Please filter the records below and copy out every line that contains the word "wall", treating uppercase and lowercase as different.

Stored dataset items
________________

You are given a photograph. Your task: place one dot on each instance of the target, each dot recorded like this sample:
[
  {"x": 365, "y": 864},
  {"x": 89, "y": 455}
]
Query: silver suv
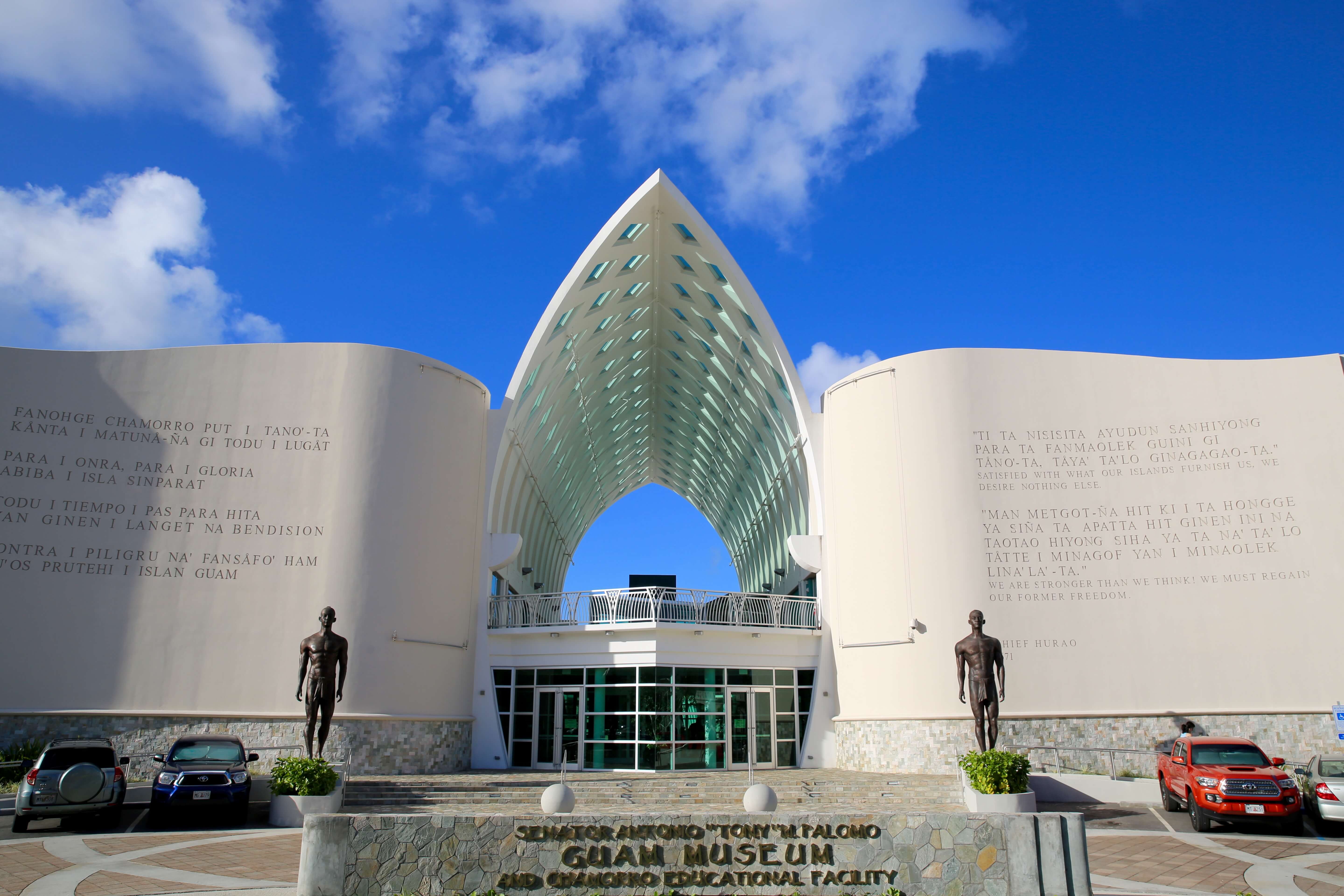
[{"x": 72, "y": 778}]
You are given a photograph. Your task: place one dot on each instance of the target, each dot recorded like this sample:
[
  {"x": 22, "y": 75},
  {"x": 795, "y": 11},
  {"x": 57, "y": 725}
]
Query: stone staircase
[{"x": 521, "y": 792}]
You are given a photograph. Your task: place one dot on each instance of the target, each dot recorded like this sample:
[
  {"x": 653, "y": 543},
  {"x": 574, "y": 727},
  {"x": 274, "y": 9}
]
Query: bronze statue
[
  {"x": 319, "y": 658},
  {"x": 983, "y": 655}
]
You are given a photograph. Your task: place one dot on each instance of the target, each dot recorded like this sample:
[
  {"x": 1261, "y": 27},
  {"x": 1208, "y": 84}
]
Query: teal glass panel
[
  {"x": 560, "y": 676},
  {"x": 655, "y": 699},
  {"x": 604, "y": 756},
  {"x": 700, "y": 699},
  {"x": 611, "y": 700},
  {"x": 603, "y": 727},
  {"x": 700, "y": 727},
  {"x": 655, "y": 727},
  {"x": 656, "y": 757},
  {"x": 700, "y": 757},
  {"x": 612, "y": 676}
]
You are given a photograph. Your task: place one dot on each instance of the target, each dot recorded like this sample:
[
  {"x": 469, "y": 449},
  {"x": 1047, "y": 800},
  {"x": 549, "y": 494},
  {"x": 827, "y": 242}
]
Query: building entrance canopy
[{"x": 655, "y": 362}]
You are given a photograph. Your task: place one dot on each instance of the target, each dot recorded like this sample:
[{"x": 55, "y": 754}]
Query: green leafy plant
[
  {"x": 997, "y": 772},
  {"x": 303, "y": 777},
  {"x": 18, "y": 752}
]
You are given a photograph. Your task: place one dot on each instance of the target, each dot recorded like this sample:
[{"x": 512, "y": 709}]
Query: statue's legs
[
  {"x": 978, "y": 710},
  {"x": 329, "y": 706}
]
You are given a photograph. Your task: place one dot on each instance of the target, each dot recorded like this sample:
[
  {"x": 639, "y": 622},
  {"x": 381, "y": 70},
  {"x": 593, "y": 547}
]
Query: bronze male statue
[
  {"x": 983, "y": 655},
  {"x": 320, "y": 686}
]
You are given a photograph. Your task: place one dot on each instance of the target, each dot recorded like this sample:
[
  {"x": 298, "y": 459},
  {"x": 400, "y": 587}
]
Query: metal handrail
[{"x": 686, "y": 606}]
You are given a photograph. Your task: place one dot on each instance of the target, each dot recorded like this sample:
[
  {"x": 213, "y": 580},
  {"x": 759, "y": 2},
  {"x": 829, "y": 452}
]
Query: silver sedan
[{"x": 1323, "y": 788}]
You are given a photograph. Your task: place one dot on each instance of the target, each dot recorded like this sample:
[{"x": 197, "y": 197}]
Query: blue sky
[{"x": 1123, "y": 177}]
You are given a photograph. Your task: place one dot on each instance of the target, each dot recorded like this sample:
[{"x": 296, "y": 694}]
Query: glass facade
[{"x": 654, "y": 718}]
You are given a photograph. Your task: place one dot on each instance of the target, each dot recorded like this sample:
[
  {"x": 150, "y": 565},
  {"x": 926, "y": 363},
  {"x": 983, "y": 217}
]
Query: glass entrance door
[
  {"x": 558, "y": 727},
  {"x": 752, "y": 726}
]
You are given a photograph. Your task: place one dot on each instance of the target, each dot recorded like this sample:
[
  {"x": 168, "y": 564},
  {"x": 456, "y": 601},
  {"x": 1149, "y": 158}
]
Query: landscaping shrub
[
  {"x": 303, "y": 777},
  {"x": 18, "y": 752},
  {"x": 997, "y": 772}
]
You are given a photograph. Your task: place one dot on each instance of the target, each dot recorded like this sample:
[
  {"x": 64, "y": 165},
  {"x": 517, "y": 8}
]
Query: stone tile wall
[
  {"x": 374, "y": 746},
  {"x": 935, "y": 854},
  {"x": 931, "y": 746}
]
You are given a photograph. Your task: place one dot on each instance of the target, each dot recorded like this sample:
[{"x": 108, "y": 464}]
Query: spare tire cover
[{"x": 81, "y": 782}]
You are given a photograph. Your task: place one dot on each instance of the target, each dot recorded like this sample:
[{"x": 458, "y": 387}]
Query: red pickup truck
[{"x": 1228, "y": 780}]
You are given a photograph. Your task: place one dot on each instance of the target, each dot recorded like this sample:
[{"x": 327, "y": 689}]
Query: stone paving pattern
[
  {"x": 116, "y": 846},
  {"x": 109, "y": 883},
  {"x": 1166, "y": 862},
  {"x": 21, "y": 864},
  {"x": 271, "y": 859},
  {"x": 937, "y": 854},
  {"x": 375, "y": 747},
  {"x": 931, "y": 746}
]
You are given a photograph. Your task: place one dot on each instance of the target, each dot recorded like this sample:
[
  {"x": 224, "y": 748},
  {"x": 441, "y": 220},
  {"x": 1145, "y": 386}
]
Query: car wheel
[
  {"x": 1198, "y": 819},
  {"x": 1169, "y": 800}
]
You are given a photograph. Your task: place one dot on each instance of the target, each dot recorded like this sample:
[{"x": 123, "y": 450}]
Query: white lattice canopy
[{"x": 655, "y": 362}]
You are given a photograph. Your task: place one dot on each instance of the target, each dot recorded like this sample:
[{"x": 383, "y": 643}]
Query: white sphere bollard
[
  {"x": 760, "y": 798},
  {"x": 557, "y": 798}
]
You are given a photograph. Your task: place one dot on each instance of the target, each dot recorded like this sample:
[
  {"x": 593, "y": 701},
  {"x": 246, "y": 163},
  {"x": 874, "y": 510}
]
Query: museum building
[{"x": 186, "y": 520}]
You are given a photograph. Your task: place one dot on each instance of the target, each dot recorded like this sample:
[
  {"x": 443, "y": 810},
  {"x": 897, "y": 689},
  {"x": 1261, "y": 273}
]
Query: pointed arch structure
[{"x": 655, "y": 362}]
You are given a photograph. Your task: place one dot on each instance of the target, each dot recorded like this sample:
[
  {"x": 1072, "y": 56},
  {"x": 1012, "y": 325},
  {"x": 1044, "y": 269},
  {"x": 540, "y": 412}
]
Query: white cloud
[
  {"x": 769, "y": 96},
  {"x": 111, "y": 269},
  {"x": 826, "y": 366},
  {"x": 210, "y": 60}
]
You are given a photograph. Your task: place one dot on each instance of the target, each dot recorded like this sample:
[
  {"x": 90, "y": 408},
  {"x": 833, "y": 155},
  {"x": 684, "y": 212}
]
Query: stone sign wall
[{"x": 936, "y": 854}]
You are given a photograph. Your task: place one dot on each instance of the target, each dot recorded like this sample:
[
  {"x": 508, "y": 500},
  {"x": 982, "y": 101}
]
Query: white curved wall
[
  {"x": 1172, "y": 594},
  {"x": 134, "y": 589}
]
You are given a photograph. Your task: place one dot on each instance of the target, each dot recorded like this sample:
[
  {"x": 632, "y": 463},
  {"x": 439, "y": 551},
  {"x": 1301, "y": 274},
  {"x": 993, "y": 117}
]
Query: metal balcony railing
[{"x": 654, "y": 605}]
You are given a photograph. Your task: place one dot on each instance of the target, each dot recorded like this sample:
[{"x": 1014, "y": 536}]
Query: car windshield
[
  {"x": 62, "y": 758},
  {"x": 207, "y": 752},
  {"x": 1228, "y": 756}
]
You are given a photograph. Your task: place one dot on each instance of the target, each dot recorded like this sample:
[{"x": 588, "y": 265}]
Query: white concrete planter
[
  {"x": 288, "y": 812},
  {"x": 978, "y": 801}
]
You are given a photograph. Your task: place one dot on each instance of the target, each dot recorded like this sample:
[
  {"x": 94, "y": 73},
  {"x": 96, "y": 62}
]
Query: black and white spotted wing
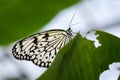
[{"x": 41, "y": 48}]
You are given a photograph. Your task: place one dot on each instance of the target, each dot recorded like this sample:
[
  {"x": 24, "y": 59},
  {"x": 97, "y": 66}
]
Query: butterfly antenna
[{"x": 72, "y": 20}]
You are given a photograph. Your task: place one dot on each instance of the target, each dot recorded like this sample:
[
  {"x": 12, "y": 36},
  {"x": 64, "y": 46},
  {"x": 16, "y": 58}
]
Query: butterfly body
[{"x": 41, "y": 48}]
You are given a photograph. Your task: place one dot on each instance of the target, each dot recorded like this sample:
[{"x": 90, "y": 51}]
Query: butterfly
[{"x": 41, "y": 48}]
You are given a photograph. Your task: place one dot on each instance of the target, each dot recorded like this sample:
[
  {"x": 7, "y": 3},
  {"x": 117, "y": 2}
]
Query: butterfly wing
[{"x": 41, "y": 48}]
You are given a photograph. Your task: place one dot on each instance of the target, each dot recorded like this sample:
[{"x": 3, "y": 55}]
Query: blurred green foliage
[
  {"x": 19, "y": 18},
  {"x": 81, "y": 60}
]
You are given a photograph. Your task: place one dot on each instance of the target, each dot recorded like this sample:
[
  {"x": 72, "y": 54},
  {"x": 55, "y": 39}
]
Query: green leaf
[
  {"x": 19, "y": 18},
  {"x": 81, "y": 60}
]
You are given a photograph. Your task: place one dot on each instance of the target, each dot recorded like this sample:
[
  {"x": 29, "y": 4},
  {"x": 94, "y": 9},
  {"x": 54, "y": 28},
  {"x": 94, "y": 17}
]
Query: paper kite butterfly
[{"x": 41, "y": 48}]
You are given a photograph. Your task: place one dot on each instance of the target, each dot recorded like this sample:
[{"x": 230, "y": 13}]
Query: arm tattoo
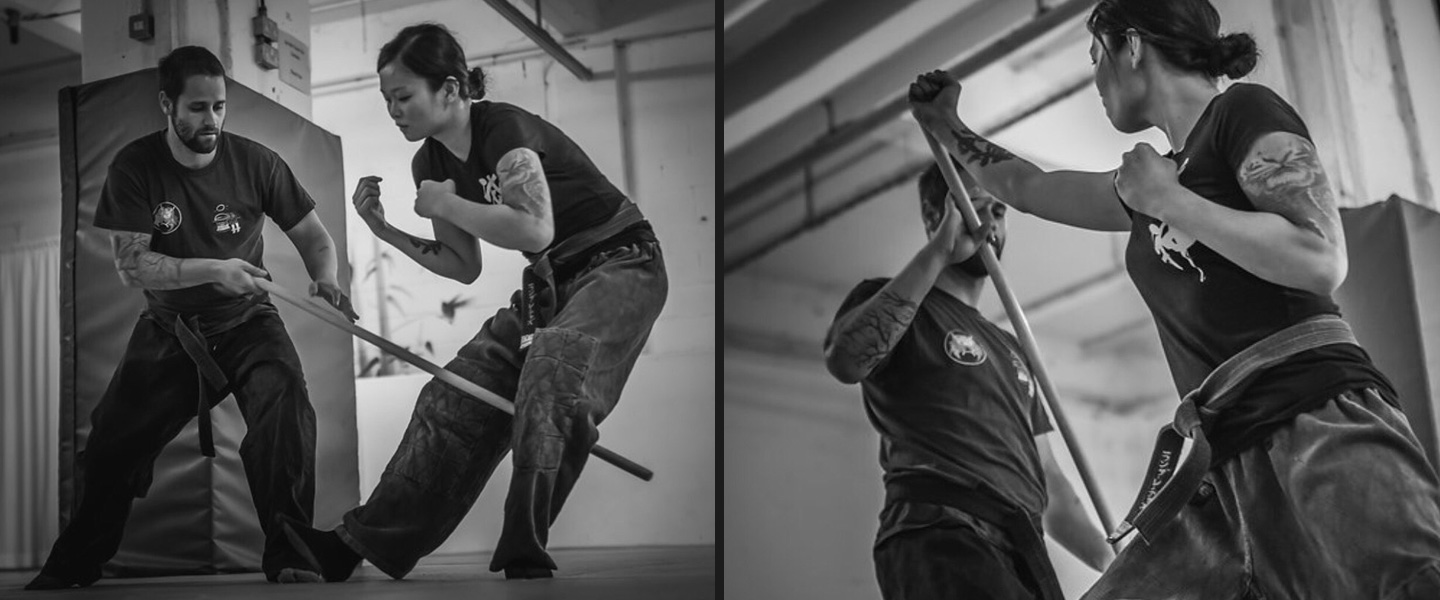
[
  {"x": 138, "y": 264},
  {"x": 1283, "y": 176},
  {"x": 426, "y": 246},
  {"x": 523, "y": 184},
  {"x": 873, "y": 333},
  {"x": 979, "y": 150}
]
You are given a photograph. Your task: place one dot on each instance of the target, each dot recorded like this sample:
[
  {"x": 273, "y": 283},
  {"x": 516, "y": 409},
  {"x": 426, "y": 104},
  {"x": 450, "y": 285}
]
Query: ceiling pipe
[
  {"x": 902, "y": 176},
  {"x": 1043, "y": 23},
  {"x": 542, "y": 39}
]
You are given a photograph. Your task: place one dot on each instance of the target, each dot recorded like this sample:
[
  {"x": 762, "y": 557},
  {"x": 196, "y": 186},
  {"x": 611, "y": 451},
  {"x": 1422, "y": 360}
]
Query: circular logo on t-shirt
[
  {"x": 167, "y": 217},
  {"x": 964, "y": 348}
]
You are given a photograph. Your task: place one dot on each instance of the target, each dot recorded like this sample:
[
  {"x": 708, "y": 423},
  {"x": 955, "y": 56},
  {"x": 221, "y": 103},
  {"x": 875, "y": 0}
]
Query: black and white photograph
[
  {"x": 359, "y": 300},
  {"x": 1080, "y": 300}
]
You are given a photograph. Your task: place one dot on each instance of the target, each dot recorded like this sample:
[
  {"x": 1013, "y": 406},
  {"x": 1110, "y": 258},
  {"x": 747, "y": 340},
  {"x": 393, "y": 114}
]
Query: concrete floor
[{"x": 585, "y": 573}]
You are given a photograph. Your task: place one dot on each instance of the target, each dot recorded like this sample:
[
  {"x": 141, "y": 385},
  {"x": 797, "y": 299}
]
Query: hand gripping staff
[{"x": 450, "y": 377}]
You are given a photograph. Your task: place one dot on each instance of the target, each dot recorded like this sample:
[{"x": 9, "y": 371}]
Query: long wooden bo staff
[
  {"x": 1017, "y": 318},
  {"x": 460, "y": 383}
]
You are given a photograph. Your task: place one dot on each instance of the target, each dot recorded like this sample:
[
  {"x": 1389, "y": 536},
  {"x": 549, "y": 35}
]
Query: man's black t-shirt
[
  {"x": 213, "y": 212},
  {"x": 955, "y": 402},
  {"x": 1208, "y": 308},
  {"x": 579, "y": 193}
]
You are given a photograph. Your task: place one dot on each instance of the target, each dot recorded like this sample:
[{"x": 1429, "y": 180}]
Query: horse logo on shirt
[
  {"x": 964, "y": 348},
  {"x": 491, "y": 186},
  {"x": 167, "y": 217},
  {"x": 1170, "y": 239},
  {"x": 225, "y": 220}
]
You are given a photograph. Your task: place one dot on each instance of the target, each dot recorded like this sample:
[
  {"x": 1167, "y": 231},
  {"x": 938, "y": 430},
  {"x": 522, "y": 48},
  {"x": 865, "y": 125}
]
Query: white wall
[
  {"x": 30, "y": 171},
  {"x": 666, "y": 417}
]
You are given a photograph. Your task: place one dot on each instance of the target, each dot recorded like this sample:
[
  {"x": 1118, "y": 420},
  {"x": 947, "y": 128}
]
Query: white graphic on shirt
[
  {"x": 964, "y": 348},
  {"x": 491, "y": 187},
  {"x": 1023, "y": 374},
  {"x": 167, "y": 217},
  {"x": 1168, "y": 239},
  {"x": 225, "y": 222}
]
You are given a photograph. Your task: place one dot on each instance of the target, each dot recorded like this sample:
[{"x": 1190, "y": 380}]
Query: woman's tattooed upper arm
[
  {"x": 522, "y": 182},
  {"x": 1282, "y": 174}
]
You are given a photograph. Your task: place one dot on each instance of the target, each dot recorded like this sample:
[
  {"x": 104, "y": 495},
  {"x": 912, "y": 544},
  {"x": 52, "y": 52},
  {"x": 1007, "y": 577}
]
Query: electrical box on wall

________________

COMPLETE ANSWER
Query: stone tile wall
Query: stone sign wall
Query: white curved wall
Query: white wall
Query: electrical box on wall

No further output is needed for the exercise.